> [Directive]
Reproduce every item below word for word, leaving out the pictures.

# Start of Entries supplied

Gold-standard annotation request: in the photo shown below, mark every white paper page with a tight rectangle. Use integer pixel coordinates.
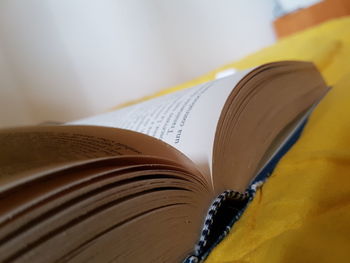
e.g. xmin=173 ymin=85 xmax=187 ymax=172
xmin=69 ymin=71 xmax=249 ymax=180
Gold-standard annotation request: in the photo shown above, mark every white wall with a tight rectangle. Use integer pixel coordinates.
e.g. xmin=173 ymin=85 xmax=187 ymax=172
xmin=0 ymin=0 xmax=274 ymax=127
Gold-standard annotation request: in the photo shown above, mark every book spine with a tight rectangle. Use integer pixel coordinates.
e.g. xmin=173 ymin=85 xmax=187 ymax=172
xmin=183 ymin=119 xmax=307 ymax=263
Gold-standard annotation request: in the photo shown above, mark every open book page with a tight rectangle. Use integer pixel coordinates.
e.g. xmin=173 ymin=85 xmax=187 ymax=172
xmin=70 ymin=71 xmax=248 ymax=185
xmin=0 ymin=126 xmax=201 ymax=192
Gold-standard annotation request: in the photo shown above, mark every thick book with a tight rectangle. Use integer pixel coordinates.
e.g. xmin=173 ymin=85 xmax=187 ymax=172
xmin=0 ymin=61 xmax=329 ymax=262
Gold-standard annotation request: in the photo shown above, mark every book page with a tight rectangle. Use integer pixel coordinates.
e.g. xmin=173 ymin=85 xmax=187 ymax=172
xmin=0 ymin=126 xmax=198 ymax=192
xmin=70 ymin=71 xmax=248 ymax=182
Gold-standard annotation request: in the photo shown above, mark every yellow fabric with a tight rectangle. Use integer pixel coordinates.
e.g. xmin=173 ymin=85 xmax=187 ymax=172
xmin=122 ymin=17 xmax=350 ymax=263
xmin=206 ymin=18 xmax=350 ymax=263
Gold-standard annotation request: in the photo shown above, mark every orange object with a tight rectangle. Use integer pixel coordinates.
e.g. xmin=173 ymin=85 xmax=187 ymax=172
xmin=274 ymin=0 xmax=350 ymax=38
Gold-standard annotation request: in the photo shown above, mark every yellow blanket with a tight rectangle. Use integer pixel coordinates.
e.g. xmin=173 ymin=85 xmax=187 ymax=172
xmin=122 ymin=17 xmax=350 ymax=263
xmin=205 ymin=18 xmax=350 ymax=263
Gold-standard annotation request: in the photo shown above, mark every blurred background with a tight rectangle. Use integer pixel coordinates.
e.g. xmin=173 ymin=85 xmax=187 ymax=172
xmin=0 ymin=0 xmax=334 ymax=128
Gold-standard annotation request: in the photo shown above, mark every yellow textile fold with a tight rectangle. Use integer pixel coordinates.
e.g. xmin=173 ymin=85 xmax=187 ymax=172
xmin=206 ymin=18 xmax=350 ymax=263
xmin=118 ymin=17 xmax=350 ymax=263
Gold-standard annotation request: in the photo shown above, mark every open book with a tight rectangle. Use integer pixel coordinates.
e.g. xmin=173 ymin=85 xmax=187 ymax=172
xmin=0 ymin=61 xmax=328 ymax=263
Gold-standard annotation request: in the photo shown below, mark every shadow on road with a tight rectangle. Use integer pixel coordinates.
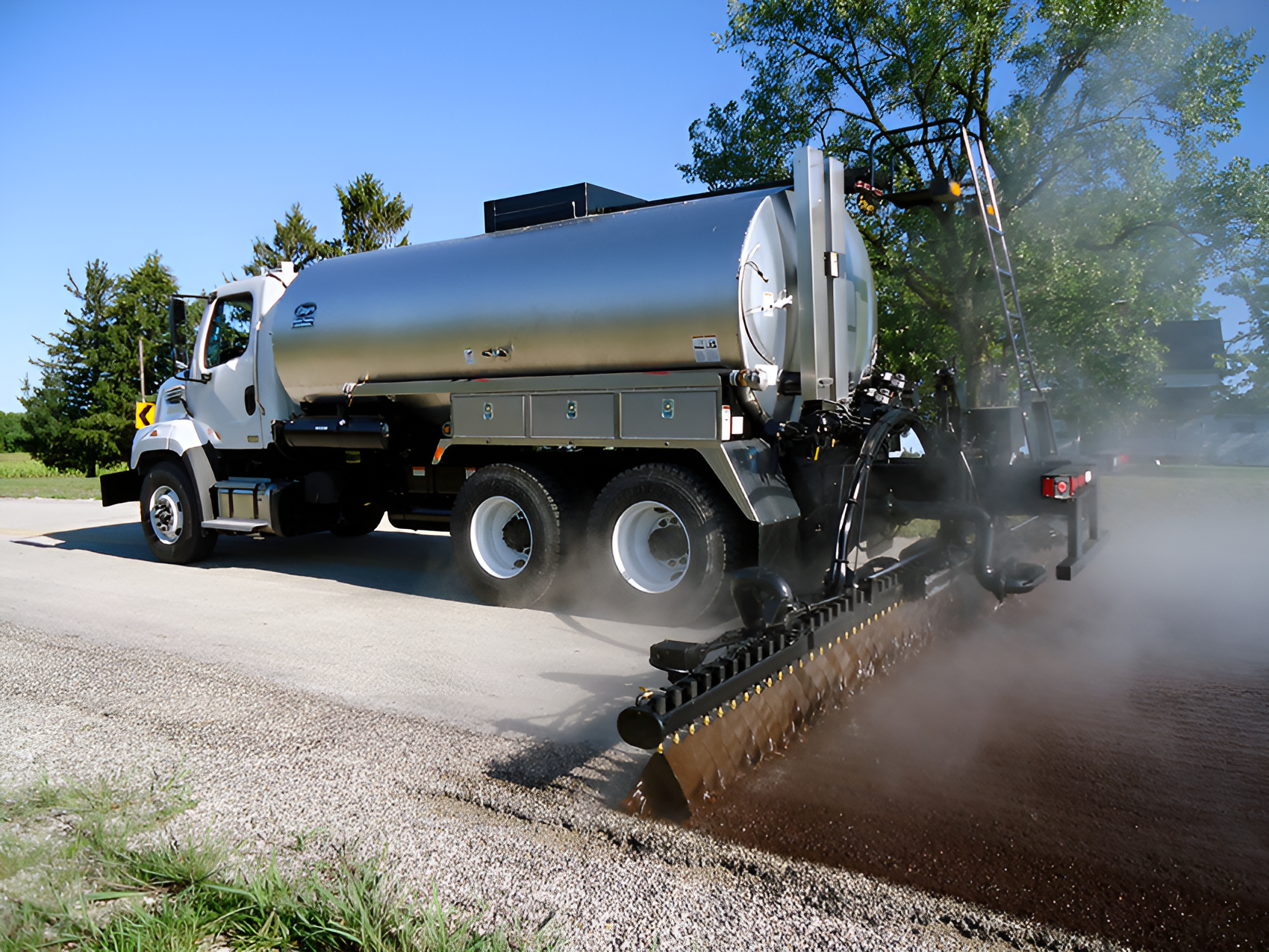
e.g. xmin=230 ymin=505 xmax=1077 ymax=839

# End of Entries supplied

> [Correct output]
Gold-standard annotation request: in the photo shown below, mark every white paper page with a tight rectangle. Use integer pixel coordinates.
e.g. xmin=173 ymin=85 xmax=187 ymax=172
xmin=69 ymin=71 xmax=249 ymax=180
Gold-standard annotation request: in the photo shown above, mark every white wall with a tight rectangle. Use integer pixel coordinates.
e.g. xmin=173 ymin=85 xmax=187 ymax=172
xmin=0 ymin=0 xmax=274 ymax=127
Gold-standard annotation request: in the photo shown above, mark every book spine with a tight rectangle. Use integer pixel coordinates.
e.g. xmin=173 ymin=85 xmax=187 ymax=172
xmin=183 ymin=119 xmax=307 ymax=263
Gold-standard annotation request: in the photo shown above, mark every open book page with a tight rectangle. Use integer pixel coordinates.
e.g. xmin=173 ymin=85 xmax=187 ymax=172
xmin=70 ymin=71 xmax=248 ymax=185
xmin=0 ymin=126 xmax=201 ymax=192
Gold-standard annotation request: in the photo shown above, mark every thick book with a tight rectangle. Use integer pixel coordinates.
e.g. xmin=173 ymin=85 xmax=187 ymax=172
xmin=0 ymin=61 xmax=329 ymax=262
Gold-standard annotation request: in the photo shown above, mark every book page with a tight rectangle. Use integer pixel coordinates.
e.g. xmin=173 ymin=85 xmax=187 ymax=172
xmin=0 ymin=126 xmax=198 ymax=192
xmin=70 ymin=71 xmax=248 ymax=182
Gold-standard annotation request: in the photo shown above, mark every yellow fabric with a tight rectangle. Use integer pixel coordinates.
e.g. xmin=173 ymin=85 xmax=187 ymax=172
xmin=122 ymin=17 xmax=350 ymax=263
xmin=206 ymin=18 xmax=350 ymax=263
Gold-standard annotation request: in the photo shown above, mark every orange object with a tight rectangle. Use integer pixel coordinates.
e.g. xmin=173 ymin=85 xmax=187 ymax=172
xmin=274 ymin=0 xmax=350 ymax=38
Gold-standard annotation request: in the photo shown above, mark every yellow blanket with a tight rectangle. Use integer pixel coordinates.
e.g. xmin=173 ymin=85 xmax=187 ymax=172
xmin=122 ymin=17 xmax=350 ymax=263
xmin=205 ymin=18 xmax=350 ymax=263
Gold-standard annotation request: in the photo shown above, mark every blurred background with a tight rectangle. Use integer pixel coordinates.
e.g. xmin=173 ymin=85 xmax=187 ymax=172
xmin=0 ymin=0 xmax=334 ymax=128
Gold-standard annotation request: in the photo shown above, mark every yellow textile fold with a tight rectangle. Use integer pixel coordinates.
e.g. xmin=173 ymin=85 xmax=187 ymax=172
xmin=206 ymin=18 xmax=350 ymax=263
xmin=118 ymin=17 xmax=350 ymax=263
Gold-standard annotation request: in the photo shown above, mark every open book with a tight rectangle. Use integer pixel coordinates.
e.g. xmin=173 ymin=85 xmax=187 ymax=172
xmin=0 ymin=61 xmax=328 ymax=263
Gold-standard annotation request: in the photo shown below, mark every shadow on road with a tight rectangle. Use integer pixel coordinates.
e.g. xmin=230 ymin=505 xmax=1077 ymax=839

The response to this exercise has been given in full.